══ INPUT DATA ══

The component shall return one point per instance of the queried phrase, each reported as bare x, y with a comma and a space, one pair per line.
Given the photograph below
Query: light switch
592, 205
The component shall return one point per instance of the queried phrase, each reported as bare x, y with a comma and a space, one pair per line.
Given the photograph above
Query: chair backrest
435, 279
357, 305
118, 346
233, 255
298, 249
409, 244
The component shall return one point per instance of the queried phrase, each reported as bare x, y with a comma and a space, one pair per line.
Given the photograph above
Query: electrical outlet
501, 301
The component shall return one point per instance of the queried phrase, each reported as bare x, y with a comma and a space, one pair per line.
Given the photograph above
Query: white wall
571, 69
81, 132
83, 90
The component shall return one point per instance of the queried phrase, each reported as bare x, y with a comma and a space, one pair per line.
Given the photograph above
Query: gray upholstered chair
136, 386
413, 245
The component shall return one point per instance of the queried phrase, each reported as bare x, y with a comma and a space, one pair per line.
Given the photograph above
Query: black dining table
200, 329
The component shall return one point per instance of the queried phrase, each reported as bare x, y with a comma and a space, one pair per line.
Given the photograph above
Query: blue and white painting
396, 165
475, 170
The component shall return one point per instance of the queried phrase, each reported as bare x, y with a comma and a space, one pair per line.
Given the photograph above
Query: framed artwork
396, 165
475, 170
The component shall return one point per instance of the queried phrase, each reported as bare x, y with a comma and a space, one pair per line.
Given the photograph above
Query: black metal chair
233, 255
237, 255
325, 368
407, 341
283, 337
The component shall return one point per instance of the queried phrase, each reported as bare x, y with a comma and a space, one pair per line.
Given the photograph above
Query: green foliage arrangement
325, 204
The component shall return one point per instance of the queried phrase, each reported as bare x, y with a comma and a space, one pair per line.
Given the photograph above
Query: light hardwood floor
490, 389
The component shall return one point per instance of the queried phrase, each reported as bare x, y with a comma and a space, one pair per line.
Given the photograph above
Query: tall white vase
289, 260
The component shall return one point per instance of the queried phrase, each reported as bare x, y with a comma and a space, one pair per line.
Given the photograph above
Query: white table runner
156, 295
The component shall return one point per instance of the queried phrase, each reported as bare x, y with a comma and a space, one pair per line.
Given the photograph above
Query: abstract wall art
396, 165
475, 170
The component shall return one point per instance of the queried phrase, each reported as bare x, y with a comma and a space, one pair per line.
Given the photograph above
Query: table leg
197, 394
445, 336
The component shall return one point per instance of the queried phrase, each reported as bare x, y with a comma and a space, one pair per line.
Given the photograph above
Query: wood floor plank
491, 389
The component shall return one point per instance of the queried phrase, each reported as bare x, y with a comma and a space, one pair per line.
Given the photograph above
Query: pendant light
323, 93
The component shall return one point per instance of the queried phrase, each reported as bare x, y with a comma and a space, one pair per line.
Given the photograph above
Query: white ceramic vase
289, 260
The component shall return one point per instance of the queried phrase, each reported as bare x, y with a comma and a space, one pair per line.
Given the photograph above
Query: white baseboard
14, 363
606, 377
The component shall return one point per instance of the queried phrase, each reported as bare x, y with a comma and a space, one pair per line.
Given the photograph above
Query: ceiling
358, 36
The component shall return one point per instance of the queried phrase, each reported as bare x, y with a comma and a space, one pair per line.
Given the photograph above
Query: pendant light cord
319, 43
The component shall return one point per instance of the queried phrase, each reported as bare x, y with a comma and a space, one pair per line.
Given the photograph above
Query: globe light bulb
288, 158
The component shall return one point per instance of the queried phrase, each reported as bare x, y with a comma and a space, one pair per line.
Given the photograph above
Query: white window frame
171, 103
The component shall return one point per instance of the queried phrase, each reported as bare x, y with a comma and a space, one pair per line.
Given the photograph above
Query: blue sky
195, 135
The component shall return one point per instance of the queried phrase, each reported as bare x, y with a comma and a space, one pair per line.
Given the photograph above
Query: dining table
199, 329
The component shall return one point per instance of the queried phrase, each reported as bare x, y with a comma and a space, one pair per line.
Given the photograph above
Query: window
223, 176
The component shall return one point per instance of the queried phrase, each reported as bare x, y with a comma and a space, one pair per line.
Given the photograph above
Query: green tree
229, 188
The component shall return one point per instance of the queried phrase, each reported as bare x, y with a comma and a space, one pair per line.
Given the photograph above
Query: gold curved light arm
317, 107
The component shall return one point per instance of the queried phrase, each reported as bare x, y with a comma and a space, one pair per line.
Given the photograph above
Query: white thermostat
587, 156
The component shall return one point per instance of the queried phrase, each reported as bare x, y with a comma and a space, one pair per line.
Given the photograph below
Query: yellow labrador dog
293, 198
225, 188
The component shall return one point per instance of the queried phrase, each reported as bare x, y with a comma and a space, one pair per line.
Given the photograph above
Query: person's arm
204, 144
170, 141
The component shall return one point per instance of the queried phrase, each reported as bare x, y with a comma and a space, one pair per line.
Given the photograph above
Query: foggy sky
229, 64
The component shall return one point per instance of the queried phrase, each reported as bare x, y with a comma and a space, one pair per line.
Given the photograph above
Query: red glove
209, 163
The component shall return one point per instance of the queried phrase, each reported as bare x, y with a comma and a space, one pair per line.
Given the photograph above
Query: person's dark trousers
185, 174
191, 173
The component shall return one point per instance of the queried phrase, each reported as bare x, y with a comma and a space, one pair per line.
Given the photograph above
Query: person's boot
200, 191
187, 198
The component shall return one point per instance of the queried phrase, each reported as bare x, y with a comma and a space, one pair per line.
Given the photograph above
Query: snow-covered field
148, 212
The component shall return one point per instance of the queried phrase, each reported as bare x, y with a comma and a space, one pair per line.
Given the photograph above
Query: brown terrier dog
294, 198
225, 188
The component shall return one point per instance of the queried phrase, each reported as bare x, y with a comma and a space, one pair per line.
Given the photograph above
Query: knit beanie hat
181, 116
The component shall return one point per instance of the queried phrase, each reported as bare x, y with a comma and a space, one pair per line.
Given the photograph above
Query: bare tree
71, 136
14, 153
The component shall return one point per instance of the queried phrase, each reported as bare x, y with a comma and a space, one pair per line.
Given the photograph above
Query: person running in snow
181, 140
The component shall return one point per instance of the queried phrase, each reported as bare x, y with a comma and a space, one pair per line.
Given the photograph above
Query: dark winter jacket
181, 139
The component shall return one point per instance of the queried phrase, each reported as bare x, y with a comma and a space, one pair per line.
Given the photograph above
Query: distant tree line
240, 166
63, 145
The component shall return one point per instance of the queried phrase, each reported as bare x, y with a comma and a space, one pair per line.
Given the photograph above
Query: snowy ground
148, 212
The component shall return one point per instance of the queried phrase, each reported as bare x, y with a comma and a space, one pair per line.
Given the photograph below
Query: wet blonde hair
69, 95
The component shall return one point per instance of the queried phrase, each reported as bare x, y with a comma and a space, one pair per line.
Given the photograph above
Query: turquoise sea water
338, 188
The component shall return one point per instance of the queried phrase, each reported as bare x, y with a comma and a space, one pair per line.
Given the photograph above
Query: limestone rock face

═══

§ GIVEN EXERCISE
Write out every entry exactly as given.

§ TASK RESULT
The component shall return one point per instance of the queried phrase, each reported as bare x, y with a comma and a space, one pair per line.
Given the photograph below
Query: light switch
592, 205
The component shall return one point per instance of the queried phrase, each reported as bare x, y with a comma and a space, one pair per line.
Given the photograph above
Query: chair backrest
435, 279
357, 305
118, 346
233, 255
298, 249
409, 244
The component shall return one point per instance of the queried phrase, each reported as bare x, y with a comma and a space, one pair per line.
Given the photograph above
Query: electrical outlet
501, 301
The component shall return one point per instance of the queried phrase, each reported as bare x, y with a comma and a space, one pair per line.
Given the photograph above
Query: white wall
571, 69
81, 132
83, 90
The component shall return one point per instance of the queried phrase, each reported as bare x, y with a comma and a space, one pair per line.
Given the photograph above
Query: gray upholstered chair
136, 386
413, 245
The component shall return one point per instance of the queried phrase, each reported as bare x, y with a comma and a space, one pair per line.
Given the photograph above
Query: black dining table
200, 329
The component shall return one point per instance of the queried phrase, each reported as bare x, y with a comma and a space, one pair per line.
Given the photograph above
Query: blue and white painting
396, 165
475, 170
The component shall return one point per instance of the queried phrase, each reported as bare x, y with a comma and a space, one pair per line.
Given the photograph above
Query: framed artwork
396, 165
475, 170
The component shall return one point per instance of the queried phrase, each reported as bare x, y with a comma and a space, one pair per line.
Given the photograph above
Query: black metal chair
233, 255
237, 255
325, 368
407, 341
283, 337
The component shall return one point per instance of the queried phrase, each reported as bare x, y with a comma and a space, one pair per line.
Given the photograph above
Query: green foliage arrangement
325, 204
The component shall return one point per instance of the queried phrase, each reported as bare x, y with a comma and a space, one pair per line.
Given the photograph above
Query: light hardwood floor
490, 389
The component shall return one point per instance of the queried phrase, each reported as bare x, y with a comma and a space, one pair per line.
Given the photograph above
Query: tall white vase
289, 260
The component shall return one point per instance of the queried phrase, each reported as bare x, y with a comma and a space, one pair per line.
Given the photograph above
Query: white table runner
156, 295
The component shall return one point per instance of the queried phrase, each reported as bare x, y with a comma and a space, one pair per line.
Given the photograph above
Query: abstract wall art
396, 165
475, 170
The component shall return one point per instance of the queried phrase, each reported as bare x, y with a comma and a space, one pair per line.
Given the photograph above
Query: table leg
197, 394
445, 336
The component shall return one point per instance of the queried phrase, each reported as bare x, y with a comma and a space, one pair per line.
Given the photograph above
Query: wood floor plank
491, 389
The component shall return one point per instance of the queried phrase, each reported as bare x, y with a comma and a space, one pair per line.
Given the photograph above
Query: pendant light
323, 93
The component shall return one point per instance of the queried phrase, each reported as bare x, y with a comma and a space, one pair per line.
Given the photograph above
Query: white ceramic vase
289, 260
The component shall return one point per instance of the queried phrase, each reported as bare x, y with a comma and a space, one pair per line.
Given the photograph above
Query: white baseboard
14, 363
606, 377
The component shall return one point per instance of the queried phrase, each reported as bare x, y with a comma and a space, one pair per line.
Given the photograph above
Query: ceiling
358, 36
The component shall return one point per instance of the queried phrase, each reported as bare x, y with a comma and a space, one pair per line.
Given the photograph above
Query: pendant light cord
319, 43
The component shall return one point per instance of the queried phrase, each reported as bare x, y with a comma and a space, one pair per line.
Given the photograph above
Query: globe light bulb
288, 158
The component shall return one point per instance of the queried phrase, each reported as bare x, y with a comma and a space, one pair per line.
Given the photograph above
Query: white window frame
171, 103
The component shall return one point per instance of the queried phrase, each reported as bare x, y with a comma and a space, one pair per line.
Given the photograph above
Query: blue sky
195, 135
The component shall return one point per instance of the queried phrase, each reported as bare x, y with a comma and a space, one pair per line.
Given the photograph above
Query: dining table
199, 329
The component shall return one point per instance of the queried phrase, each reported as bare x, y with a comma and a space, one pair per line.
Given the photograph above
Query: window
223, 176
The component shall return one point per instance of the queried phrase, each reported as bare x, y with a comma and a space, one pair per line.
Given the photograph above
Query: green tree
229, 188
The component shall return one point per instance of the queried phrase, each reported as bare x, y with a comma and a space, one pair per line.
Given the photograph above
Query: gold curved light arm
317, 107
The component shall return one point per instance of the queried phrase, each reported as bare x, y with a comma and a space, one pair per line.
Given the photograph above
Query: white thermostat
587, 156
The component shall return one point per instance of the queried phrase, each reported as bare x, y with a comma and a space, one pair per line.
Given the photograph below
Query: yellow labrador dog
293, 198
225, 188
The component shall return one point per instance of the queried phrase, each reported as bare x, y with a comma and a space, one pair per line.
Given the photograph above
Query: person's arm
204, 144
170, 141
The component shall return one point per instance of the queried phrase, each reported as bare x, y with a comma and a space, one pair per line.
Given the photograph above
Query: foggy sky
229, 64
The component shall return one point per instance of the queried phrase, each reported as bare x, y with a comma and a space, one pair per line.
Given the photograph above
Query: red glove
209, 163
The component shall return one point per instance of the queried phrase, each reported as bare x, y with a comma and a space, one pair per line.
Given the photograph above
Query: person's dark trousers
185, 174
191, 173
The component shall return one point per instance of the queried phrase, each reported as bare x, y with a comma and a space, one pair per line.
Given the photograph above
Query: person's boot
200, 191
187, 198
The component shall return one point per instance of the queried phrase, each reported as bare x, y with a comma and a space, one pair per line.
Given the photograph above
Query: snow-covered field
148, 212
The component shall return one point per instance of the queried phrase, each reported as bare x, y with a comma and a space, one pair per line.
Given the photograph above
Query: brown terrier dog
294, 198
225, 188
The component shall return one point per instance of the queried phrase, each reported as bare x, y with a comma and a space, one pair per line.
Given the photograph above
Query: knit beanie hat
181, 116
The component shall return one point per instance of the queried phrase, each reported as bare x, y with a comma and a space, one pair per line.
Given the photograph above
Query: bare tree
71, 136
14, 153
The component shall return one point per instance of the queried phrase, each reported as bare x, y with a comma and a space, one pair per line.
Given the photograph above
Query: person running in snow
181, 140
The component shall return one point per instance of the queried phrase, each reported as bare x, y with a comma and a space, one pair per line.
Given the photograph above
Query: dark winter jacket
181, 139
The component shall return one point per instance of the queried phrase, each reported as bare x, y with a comma and a space, one pair per line.
Given the photograph above
Query: distant tree line
240, 166
63, 145
The component shall return one point per instance of the queried phrase, each reported as bare x, y with a comma and a space, one pair per line.
Given the photograph above
Query: snowy ground
148, 212
The component shall return one point per instance of the queried phrase, each reported as bare x, y with a comma and a space, one pair per line.
Given the photograph below
Query: wet blonde hair
69, 95
The component shall return one point per instance of the queried phrase, each reported as bare x, y with a comma and a space, one pair per line.
Given the photograph above
Query: turquoise sea water
338, 188
The component shall return one point per instance of the queried phrase, each reported as bare x, y with a comma and a space, one pair per line.
Given the photograph above
Query: limestone rock face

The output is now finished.